▶ PROBLEM DESCRIPTION: Please rewrite the items from the line holding "the black wheel rim — bbox it" through the line holding "489,463 -> 523,487", inclusive, with "black" changed to "dark" and nothing else altered. Return only those lines.

▶ Stored dataset items:
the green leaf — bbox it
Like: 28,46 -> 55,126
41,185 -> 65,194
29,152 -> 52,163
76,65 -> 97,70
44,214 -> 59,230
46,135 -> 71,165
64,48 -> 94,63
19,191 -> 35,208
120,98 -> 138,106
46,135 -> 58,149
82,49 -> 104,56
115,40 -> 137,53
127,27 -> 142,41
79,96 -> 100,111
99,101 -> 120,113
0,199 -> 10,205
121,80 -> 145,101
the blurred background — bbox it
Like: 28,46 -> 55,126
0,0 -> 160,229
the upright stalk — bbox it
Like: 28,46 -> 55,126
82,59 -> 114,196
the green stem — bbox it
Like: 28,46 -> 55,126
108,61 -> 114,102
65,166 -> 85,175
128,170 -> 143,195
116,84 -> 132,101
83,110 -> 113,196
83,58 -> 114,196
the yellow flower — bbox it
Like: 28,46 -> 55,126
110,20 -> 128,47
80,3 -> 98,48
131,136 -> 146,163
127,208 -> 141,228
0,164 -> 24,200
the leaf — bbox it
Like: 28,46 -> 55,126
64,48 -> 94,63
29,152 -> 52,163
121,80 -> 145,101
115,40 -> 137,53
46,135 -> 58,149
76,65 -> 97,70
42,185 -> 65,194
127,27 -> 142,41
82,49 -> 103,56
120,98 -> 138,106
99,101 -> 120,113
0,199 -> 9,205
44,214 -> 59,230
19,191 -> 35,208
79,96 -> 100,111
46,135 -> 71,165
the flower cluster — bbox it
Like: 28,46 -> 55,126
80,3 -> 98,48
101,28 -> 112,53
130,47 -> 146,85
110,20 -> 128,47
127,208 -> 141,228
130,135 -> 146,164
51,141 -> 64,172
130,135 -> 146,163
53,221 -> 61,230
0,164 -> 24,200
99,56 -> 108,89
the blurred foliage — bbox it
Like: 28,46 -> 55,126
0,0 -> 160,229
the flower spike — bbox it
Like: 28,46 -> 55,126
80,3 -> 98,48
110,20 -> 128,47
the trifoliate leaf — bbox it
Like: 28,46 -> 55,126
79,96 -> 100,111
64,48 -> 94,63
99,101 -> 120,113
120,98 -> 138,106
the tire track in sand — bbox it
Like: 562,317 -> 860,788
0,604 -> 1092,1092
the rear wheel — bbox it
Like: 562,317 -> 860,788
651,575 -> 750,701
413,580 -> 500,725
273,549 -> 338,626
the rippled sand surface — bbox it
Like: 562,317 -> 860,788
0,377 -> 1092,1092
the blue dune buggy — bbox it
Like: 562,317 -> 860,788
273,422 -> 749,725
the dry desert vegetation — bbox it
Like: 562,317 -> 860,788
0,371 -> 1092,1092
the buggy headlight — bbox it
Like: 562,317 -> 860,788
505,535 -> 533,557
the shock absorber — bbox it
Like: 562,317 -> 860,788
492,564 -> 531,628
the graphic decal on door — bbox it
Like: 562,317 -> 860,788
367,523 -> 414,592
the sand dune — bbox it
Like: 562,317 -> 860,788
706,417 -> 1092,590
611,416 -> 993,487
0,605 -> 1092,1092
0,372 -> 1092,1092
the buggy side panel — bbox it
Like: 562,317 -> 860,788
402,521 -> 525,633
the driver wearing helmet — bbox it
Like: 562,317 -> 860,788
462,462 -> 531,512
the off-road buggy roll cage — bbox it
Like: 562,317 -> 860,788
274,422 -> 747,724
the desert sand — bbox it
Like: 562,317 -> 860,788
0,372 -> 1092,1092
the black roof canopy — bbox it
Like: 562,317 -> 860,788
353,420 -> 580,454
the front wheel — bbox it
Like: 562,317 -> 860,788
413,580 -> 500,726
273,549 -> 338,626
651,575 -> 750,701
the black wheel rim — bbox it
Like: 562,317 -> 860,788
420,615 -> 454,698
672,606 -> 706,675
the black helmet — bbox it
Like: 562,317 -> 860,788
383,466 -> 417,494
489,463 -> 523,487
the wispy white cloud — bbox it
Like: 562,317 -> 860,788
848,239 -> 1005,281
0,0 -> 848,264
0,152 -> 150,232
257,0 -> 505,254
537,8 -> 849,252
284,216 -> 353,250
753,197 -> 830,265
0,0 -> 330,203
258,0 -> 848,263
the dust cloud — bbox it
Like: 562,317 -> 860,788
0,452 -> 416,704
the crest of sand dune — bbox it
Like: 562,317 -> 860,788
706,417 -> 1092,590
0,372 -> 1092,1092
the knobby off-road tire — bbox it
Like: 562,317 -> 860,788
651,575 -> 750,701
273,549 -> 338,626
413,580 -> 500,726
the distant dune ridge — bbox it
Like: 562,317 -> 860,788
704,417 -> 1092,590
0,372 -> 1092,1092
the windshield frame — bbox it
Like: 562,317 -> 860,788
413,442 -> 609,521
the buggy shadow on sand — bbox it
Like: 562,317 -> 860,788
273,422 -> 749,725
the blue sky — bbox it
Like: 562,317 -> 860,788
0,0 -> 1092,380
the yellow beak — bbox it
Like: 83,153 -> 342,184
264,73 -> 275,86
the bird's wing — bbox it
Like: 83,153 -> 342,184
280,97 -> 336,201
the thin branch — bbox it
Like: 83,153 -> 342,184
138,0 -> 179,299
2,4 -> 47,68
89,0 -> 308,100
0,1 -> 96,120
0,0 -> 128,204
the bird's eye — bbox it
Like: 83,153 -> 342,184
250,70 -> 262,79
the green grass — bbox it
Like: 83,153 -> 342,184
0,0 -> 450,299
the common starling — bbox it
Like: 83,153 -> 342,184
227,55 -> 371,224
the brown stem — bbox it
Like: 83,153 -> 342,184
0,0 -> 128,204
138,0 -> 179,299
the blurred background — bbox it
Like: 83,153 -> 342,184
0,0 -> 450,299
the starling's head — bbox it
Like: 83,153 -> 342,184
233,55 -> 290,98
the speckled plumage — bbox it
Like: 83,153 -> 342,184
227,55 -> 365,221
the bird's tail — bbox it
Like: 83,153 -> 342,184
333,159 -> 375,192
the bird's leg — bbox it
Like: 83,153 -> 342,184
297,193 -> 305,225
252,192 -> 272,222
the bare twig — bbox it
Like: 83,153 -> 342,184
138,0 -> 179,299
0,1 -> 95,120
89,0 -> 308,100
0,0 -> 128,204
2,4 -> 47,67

▶ TASK RESULT:
the dark wheel rim — bbox it
Like: 562,317 -> 860,788
420,615 -> 454,698
672,606 -> 706,675
the dark helmet — bbox it
Like: 562,317 -> 860,788
383,466 -> 417,494
489,463 -> 523,487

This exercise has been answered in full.